Find every line below that contains the word "target" and copy each one. Case counts.

[Region labeling items]
· · · ·
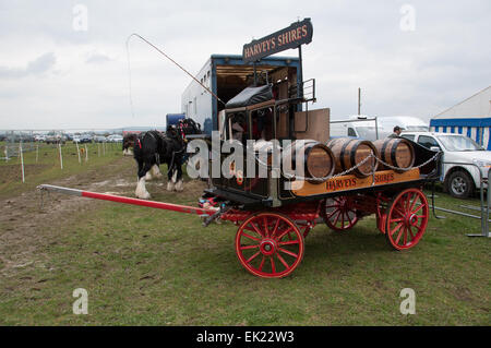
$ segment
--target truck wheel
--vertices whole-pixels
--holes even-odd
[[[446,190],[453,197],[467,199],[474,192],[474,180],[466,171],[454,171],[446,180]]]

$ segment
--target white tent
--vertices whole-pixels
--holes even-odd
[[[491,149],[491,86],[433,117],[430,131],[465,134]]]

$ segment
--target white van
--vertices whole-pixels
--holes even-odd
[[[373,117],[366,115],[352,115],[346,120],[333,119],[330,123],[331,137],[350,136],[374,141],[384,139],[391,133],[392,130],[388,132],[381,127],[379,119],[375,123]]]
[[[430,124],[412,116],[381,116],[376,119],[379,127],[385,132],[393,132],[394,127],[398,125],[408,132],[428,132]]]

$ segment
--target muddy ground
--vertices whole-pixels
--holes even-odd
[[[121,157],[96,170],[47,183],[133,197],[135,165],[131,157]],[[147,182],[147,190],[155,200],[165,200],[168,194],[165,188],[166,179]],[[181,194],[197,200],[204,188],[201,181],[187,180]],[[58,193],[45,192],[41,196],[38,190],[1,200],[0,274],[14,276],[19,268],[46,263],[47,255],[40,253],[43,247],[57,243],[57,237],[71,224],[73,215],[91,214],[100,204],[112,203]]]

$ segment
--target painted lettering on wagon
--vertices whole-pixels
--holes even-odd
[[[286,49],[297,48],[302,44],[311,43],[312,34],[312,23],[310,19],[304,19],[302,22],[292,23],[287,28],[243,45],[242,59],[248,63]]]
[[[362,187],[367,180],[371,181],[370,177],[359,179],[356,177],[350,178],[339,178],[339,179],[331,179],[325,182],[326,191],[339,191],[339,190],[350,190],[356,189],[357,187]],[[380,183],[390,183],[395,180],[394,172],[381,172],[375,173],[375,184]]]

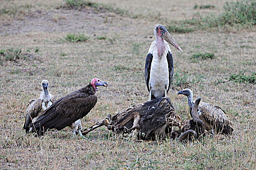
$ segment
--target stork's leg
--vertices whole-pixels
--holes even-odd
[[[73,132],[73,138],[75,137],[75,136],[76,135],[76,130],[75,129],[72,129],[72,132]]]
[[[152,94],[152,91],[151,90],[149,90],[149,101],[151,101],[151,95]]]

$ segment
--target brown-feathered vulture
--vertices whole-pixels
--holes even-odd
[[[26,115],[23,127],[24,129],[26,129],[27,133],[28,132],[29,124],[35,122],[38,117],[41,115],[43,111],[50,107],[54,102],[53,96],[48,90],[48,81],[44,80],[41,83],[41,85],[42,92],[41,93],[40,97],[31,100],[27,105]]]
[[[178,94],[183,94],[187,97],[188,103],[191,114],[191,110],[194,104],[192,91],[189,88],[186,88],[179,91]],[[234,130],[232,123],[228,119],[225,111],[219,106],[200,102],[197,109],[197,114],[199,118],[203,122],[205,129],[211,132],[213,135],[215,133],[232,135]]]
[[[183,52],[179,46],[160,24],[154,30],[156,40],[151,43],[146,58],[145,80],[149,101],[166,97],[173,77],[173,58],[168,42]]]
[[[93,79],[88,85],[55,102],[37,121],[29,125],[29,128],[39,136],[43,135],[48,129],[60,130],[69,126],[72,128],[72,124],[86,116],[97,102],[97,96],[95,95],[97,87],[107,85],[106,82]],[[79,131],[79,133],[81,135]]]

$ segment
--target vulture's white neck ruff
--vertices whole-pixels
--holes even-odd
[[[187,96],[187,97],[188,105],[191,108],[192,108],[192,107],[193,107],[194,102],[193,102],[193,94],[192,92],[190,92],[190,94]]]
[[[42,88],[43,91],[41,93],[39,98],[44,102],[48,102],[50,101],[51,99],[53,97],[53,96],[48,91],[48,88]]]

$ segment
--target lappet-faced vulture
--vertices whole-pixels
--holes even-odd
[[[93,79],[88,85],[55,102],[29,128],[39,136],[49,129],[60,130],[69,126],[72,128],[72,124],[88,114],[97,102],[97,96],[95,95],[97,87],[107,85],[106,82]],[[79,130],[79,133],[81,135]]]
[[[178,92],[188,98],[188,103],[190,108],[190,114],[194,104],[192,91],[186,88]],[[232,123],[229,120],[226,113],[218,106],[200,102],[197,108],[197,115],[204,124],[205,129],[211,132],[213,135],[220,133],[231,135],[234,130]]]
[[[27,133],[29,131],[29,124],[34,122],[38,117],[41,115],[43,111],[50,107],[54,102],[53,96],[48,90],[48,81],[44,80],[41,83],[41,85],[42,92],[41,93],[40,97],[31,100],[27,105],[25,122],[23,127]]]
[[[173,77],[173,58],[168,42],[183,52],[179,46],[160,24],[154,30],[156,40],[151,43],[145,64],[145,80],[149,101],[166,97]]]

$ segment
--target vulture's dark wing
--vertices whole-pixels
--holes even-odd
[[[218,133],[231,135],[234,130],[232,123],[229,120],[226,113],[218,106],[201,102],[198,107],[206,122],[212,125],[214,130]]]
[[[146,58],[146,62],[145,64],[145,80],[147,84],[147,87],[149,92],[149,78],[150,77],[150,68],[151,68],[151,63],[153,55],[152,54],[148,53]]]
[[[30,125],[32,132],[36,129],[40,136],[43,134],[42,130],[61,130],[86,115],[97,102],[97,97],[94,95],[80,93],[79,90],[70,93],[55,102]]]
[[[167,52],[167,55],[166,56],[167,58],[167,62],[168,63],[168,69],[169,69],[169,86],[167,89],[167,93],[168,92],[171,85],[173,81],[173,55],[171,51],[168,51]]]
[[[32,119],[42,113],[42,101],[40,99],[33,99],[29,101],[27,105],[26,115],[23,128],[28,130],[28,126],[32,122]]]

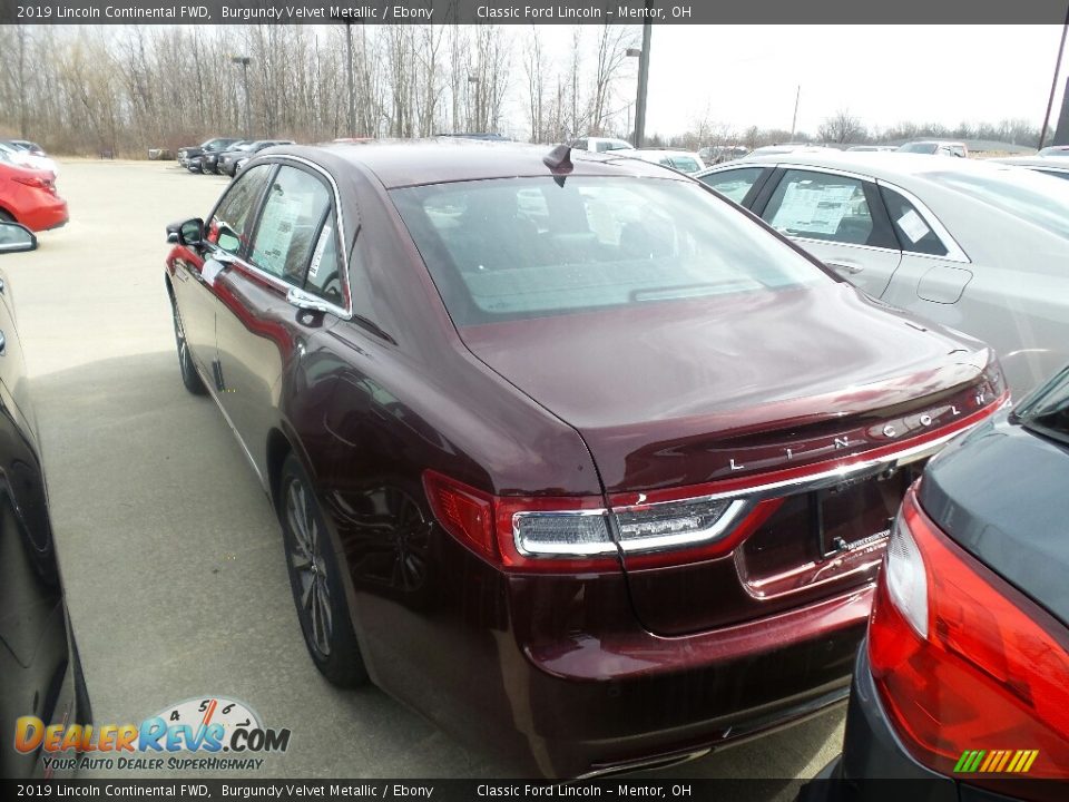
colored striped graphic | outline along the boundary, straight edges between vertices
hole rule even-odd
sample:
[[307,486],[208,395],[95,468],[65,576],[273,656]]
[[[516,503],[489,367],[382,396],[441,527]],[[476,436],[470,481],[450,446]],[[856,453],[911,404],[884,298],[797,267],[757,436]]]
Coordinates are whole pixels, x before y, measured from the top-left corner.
· · · ·
* **Problem solution**:
--target truck wheel
--target white tent
--target white van
--target muddy ground
--target painted lettering on wagon
--target stork's leg
--target brown-feathered vulture
--target vulture's white neck ruff
--target lappet-faced vulture
--target vulture's dark wing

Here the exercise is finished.